• Texte à lire
La BCE vient de franchir les 1000 milliards d’euros d’achats de titres dans le cadre de son programme d’assouplissement quantitatif, mais l’impact sur l’inflation et la croissance semble négligeable.

On ne peut pas dire ça car sans notre politique, où serait l’inflation? Ne sous-estimons pas la situation très critique où nous étions. Notre politique monétaire a été essentielle pour éviter une grave récession. Au début de la crise en 2007/ 2008, un énorme fossé séparait les attentes à long terme, qui tablaient sur des taux de croissance élevés, et la dure réalité. Les attentes exagérées ont conduit à un endettement excessif. Nous vivons dans la correction de cet excès de crédit. Grâce à nos mesures conventionnelles et non conventionnelles, comme nos achats de dette publique, la situation commence à se normaliser.

Cette politique ultra-accommodante expire en principe en mars 2017, allez-vous la stopper à l’échéance?

• Votre tâche
Recopiez le texte sur la politique de la BCE en entier, sans y changer un seul mot. Les entrées n'ont aucun rôle dans ce travail.

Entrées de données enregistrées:
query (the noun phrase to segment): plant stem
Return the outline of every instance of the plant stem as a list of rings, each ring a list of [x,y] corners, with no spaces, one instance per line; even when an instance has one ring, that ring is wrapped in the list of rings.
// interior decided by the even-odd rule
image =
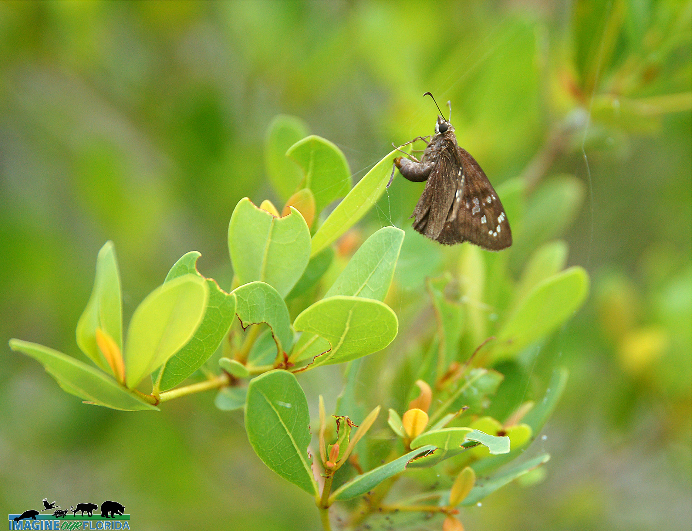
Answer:
[[[409,512],[447,512],[448,507],[439,505],[380,505],[379,510],[382,512],[398,512],[408,511]]]
[[[158,402],[165,402],[167,400],[172,400],[174,398],[179,398],[186,395],[194,395],[196,393],[208,391],[210,389],[218,389],[228,385],[230,383],[230,379],[226,372],[224,372],[206,381],[200,381],[199,384],[192,384],[190,386],[179,387],[177,389],[172,389],[170,391],[164,391],[158,395]]]
[[[322,520],[322,528],[325,531],[331,531],[331,523],[329,522],[329,507],[320,507],[320,518]]]
[[[261,375],[263,372],[266,372],[268,370],[271,370],[274,368],[273,365],[257,365],[255,366],[248,365],[246,366],[248,372],[251,375]]]
[[[334,474],[329,474],[325,478],[325,486],[322,488],[322,498],[320,500],[320,507],[328,509],[329,494],[331,494],[331,482],[334,480]]]
[[[240,350],[235,353],[235,359],[242,363],[245,363],[248,361],[248,356],[252,350],[253,345],[260,335],[262,330],[260,325],[251,325],[250,330],[245,336],[245,341],[243,341]]]
[[[449,398],[447,399],[444,404],[437,408],[437,411],[436,411],[432,416],[428,420],[428,424],[430,426],[433,425],[439,419],[439,417],[442,416],[442,414],[447,411],[447,408],[454,403],[454,401],[456,400],[462,393],[464,393],[464,391],[468,389],[471,384],[473,384],[476,380],[487,372],[488,371],[485,370],[479,370],[477,374],[473,376],[466,384],[459,387]]]
[[[325,478],[325,485],[322,487],[322,496],[317,503],[317,506],[320,509],[322,527],[325,531],[331,531],[331,524],[329,523],[329,494],[331,494],[331,482],[334,480],[334,472],[327,473]]]

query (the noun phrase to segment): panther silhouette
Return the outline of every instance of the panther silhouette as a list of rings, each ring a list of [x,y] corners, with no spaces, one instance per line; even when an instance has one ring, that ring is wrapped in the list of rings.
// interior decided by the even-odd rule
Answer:
[[[72,505],[70,505],[70,510],[72,511],[73,515],[78,511],[81,511],[82,516],[84,515],[85,512],[90,516],[93,516],[93,515],[91,513],[97,509],[98,509],[98,505],[95,503],[78,503],[76,509],[73,507]]]

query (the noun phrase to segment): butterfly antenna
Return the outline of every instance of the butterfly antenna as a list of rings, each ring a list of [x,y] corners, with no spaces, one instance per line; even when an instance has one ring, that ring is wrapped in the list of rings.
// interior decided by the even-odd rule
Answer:
[[[432,98],[432,101],[435,101],[435,96],[432,96],[431,93],[426,92],[425,94],[423,95],[423,97],[425,98],[426,96],[429,96],[430,98]],[[439,111],[439,116],[444,116],[444,114],[441,111],[440,111],[439,105],[437,105],[437,102],[436,101],[435,102],[435,106],[437,107],[437,110]]]

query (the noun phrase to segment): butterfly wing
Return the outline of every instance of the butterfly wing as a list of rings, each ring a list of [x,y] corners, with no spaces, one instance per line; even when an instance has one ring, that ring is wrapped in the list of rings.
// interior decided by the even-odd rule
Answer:
[[[451,149],[439,154],[411,216],[415,217],[413,228],[431,240],[438,239],[453,206],[454,192],[460,177],[455,158]]]
[[[455,183],[453,205],[437,240],[451,245],[471,242],[490,251],[512,244],[512,233],[502,201],[485,172],[466,150],[457,148],[460,174]]]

• Votre réponse
La BCE vient de franchir les 1000 milliards d’euros d’achats de titres dans le cadre de son programme d’assouplissement quantitatif, mais l’impact sur l’inflation et la croissance semble négligeable.

On ne peut pas dire ça car sans notre politique, où serait l’inflation? Ne sous-estimons pas la situation très critique où nous étions. Notre politique monétaire a été essentielle pour éviter une grave récession. Au début de la crise en 2007/ 2008, un énorme fossé séparait les attentes à long terme, qui tablaient sur des taux de croissance élevés, et la dure réalité. Les attentes exagérées ont conduit à un endettement excessif. Nous vivons dans la correction de cet excès de crédit. Grâce à nos mesures conventionnelles et non conventionnelles, comme nos achats de dette publique, la situation commence à se normaliser.

Cette politique ultra-accommodante expire en principe en mars 2017, allez-vous la stopper à l’échéance?